Rewrite the listing below with each "photo" swapped for "image" and nothing else changed. Leave out the pictures.

*INFORMATION SUPPLIED*:
-- Begin --

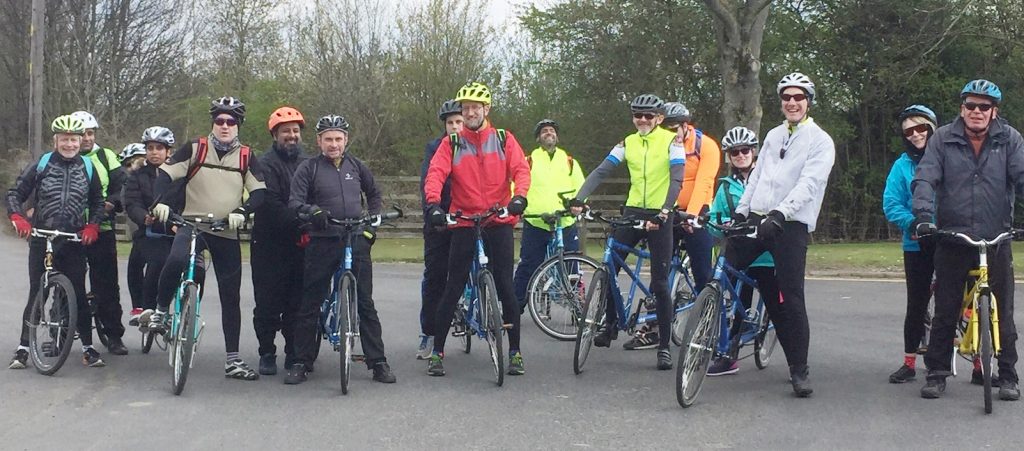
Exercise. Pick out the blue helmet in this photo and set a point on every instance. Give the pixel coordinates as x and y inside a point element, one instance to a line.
<point>983,88</point>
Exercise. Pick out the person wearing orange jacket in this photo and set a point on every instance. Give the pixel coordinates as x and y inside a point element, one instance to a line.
<point>480,166</point>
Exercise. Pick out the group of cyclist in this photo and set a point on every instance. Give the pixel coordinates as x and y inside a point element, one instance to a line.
<point>774,187</point>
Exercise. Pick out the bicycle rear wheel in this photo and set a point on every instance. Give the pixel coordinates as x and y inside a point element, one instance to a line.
<point>555,294</point>
<point>700,337</point>
<point>985,333</point>
<point>184,337</point>
<point>346,316</point>
<point>593,311</point>
<point>491,317</point>
<point>52,323</point>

-- End --

*COMPLETED EXERCISE*:
Exercise. Pick out the blue helmet in this image and set a point on every instance. Give the pixel coordinates as x and y inside a point element, one instance to a line.
<point>983,88</point>
Exercise. Pick out the person wearing orange jacket in this image and set a point on every instance. Give the pixel coordinates as x and y inside a point element, one instance to a line.
<point>480,166</point>
Exercise. Pick out the group of cyclist in this image and set a point on every instance. Give the pixel coordinates as x and y inside a point element, one instance to a line.
<point>774,187</point>
Exercise. Pick out the bicycle rear wheel in this image and set a point on every instance. Give the pixel coordinates as x and y inside a point element, one instance to a line.
<point>555,294</point>
<point>700,337</point>
<point>985,333</point>
<point>184,337</point>
<point>346,316</point>
<point>593,311</point>
<point>491,317</point>
<point>52,323</point>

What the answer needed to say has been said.